* _COMPLETE THE FOLLOWING_
a - Answer these questions from the blog post "Differently Abled":
(i) Which two uses of apostrophes does it name?
(ii) Where did the phone's navigation lead the couple on the West Virginia trip?
(iii) For how many years have they laughed about the Boston hotel trip?
b - Reproduce the blog post "Differently Abled" word for word between "Husband is a" and "Lowe's loading dock.", inclusive.

Thursday, June 14, 2012

Differently Abled

A portrait of Husband, borrowed from sciencenews.com
I do not understand why so many people misuse apostrophes.

Apostrophes are EASY. They are used to show contraction or possession, and except in very, very rare cases, they NEVER indicate plurals. To show possession, it's simply a matter of adding 's for singular nouns, and a single ' for plural nouns. Those are the rules, and exceptions are unusual enough that you won't go wrong very often if you follow them.

I am genuinely puzzled by the inability of some/many people (especially people who make signs for houses that say things like The Schmidt's) to use apostrophes correctly, and I'm sure that is exactly the way Husband feels when he asks me to navigate.As our vacation proved once more, I am perhaps the most navigationally challenged person ever to ride shotgun.

"Okay, let's go to the Frontier Restaurant," he might say blithely. "How do I get there?" At that moment I begin to perspire around my hairline.

Husband is a navigational homing pigeon. He almost instantly picks up the cartography of a new city, and within hours he knows its major thoroughfares and can find his way back to the hotel. I, on the other hand, never know where I am, except in the general sense of "in the car" or "in the lobby." He is genuinely baffled that I cannot FEEL the west-erness of west, or the north-erness of north. It's much like I feel when I proofread a student assistant's news release and see that "performance's will take place each day."

Now that GPS systems have taken much of the uncertainty out of navigation, my job is easier, but I'm always aware that during a trip to West Virginia a few years ago our reliance on my phone's navigational prowess took us, after an hour-long drive in the dark, not to our reserved hotel room but  to a Lowe's loading dock.

Fortunately, Husband also is patient with my navigational disability. We've laughed for 20 years about the time early in our marriage when we couldn't get to our Boston hotel. We could SEE it from the interstate, but could not find the correct exit to the correct frontage road to the correct driveway to the hotel, so we made ever-decreasing laps back and forth along the highway until we stumbled on the right path. Even today we refer to arriving circuitously at a known destination as a "Boston hotel route."

So we take Boston hotel routes often when we travel and rely on my ability to know and point out correct exits, and I make sure to also point out stray and misused apostrophes on the signs we are passing.

I have to remind myself that I'm exceptionally good at apostrophes, because I am certainly good for nothing when it comes to navigating.

* _DATA SHOWN_
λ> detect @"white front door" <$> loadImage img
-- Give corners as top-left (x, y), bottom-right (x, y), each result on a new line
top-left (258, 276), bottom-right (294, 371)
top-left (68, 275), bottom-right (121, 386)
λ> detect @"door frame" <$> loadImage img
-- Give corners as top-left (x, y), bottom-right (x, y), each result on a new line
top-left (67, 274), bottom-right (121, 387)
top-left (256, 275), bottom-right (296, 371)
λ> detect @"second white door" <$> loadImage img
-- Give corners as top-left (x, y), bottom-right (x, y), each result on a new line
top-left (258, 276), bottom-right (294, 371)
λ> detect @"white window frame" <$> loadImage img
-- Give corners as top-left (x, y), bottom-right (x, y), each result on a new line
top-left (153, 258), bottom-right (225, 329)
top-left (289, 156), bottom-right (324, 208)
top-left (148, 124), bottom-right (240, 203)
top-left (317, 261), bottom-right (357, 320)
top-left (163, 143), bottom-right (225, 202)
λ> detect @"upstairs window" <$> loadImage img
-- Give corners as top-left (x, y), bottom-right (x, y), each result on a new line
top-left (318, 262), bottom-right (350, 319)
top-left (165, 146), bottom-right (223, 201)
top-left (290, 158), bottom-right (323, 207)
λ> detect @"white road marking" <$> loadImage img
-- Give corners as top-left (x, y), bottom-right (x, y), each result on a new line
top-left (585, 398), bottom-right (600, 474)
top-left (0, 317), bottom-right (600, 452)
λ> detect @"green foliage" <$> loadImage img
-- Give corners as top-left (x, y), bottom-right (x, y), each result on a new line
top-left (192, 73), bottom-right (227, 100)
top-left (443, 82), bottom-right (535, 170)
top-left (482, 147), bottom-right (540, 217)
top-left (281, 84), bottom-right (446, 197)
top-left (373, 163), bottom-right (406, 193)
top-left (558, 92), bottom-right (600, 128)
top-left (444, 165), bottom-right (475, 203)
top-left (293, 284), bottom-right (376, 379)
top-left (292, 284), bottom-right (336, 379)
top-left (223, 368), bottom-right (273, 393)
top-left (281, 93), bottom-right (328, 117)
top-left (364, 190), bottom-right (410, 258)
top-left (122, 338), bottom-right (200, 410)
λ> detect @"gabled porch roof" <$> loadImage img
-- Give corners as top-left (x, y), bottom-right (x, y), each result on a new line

--

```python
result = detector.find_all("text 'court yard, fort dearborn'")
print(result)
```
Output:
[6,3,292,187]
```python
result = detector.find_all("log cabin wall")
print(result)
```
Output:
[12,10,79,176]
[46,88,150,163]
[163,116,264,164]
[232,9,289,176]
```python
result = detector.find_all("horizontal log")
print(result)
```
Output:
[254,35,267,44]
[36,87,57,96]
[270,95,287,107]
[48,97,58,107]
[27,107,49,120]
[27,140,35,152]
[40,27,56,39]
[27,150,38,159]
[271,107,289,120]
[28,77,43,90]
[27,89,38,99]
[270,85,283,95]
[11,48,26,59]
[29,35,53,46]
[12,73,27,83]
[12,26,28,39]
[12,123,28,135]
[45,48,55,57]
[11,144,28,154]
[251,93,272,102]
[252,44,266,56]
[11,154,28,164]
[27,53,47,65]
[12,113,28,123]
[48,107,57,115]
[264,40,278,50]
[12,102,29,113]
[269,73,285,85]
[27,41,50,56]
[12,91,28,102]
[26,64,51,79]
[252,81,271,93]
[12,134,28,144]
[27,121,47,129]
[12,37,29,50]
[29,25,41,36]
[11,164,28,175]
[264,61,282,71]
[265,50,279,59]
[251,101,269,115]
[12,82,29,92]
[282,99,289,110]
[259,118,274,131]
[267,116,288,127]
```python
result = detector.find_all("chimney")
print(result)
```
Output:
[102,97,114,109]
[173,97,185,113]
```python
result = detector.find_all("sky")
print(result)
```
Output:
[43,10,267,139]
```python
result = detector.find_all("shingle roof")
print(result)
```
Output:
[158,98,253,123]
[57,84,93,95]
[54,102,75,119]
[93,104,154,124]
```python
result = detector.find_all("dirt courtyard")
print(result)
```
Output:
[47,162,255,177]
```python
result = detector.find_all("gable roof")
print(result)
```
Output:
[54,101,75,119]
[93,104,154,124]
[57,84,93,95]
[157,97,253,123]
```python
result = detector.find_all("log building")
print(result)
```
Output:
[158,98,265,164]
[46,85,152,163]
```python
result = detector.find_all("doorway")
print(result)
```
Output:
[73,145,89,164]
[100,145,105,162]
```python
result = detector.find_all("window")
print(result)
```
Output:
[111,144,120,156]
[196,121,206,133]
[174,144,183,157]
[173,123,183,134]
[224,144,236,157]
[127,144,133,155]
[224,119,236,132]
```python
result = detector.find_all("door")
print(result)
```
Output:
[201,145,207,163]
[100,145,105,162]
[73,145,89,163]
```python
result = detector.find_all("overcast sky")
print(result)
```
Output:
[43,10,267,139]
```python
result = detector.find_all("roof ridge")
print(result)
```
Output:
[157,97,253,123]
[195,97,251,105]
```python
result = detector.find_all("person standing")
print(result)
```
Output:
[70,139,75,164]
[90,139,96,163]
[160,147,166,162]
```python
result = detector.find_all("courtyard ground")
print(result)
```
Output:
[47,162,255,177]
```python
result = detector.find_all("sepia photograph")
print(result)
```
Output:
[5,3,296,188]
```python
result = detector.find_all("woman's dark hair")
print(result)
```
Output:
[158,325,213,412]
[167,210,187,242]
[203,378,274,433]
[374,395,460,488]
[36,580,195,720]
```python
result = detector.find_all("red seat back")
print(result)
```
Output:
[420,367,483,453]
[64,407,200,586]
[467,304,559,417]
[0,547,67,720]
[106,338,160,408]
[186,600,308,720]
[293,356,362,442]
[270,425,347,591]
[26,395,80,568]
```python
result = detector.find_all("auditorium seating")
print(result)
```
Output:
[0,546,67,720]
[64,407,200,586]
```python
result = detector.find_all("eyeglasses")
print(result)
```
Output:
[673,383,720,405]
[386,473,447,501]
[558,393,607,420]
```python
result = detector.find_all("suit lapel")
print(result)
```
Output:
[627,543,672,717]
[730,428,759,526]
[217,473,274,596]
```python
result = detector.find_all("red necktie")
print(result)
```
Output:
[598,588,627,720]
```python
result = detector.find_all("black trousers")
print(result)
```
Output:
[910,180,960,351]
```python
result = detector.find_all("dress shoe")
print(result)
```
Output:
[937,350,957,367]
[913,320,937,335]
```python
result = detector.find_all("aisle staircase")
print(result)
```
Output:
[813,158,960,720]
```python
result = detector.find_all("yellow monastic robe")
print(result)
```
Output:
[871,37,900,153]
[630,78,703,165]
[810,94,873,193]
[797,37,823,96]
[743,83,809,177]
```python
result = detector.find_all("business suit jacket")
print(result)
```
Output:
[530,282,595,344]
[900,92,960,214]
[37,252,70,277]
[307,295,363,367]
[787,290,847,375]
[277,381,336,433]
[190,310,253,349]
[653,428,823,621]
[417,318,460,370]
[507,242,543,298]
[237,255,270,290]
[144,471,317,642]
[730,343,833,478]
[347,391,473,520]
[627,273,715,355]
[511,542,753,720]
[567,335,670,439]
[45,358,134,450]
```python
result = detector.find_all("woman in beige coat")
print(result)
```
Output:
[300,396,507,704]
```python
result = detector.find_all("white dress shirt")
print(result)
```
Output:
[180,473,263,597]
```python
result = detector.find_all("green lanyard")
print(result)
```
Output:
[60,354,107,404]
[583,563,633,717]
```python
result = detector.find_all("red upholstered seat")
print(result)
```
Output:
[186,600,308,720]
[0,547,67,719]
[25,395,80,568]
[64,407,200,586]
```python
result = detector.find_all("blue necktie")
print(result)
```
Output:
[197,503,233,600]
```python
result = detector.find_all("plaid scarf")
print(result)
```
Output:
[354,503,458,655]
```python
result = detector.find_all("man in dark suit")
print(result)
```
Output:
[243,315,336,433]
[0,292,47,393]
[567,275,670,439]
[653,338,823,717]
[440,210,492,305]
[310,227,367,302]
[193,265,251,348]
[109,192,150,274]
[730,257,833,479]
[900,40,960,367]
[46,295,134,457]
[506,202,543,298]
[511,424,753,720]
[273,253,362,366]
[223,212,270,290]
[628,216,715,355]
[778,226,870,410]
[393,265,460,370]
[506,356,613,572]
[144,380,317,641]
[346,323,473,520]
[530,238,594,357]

* _ANSWERS BY ITEM NUMBER_
a -
(i) Showing contraction or possession.
(ii) To a Lowe's loading dock.
(iii) 20 years.

b -
Husband is a navigational homing pigeon. He almost instantly picks up the cartography of a new city, and within hours he knows its major thoroughfares and can find his way back to the hotel. I, on the other hand, never know where I am, except in the general sense of "in the car" or "in the lobby." He is genuinely baffled that I cannot FEEL the west-erness of west, or the north-erness of north. It's much like I feel when I proofread a student assistant's news release and see that "performance's will take place each day."

Now that GPS systems have taken much of the uncertainty out of navigation, my job is easier, but I'm always aware that during a trip to West Virginia a few years ago our reliance on my phone's navigational prowess took us, after an hour-long drive in the dark, not to our reserved hotel room but  to a Lowe's loading dock.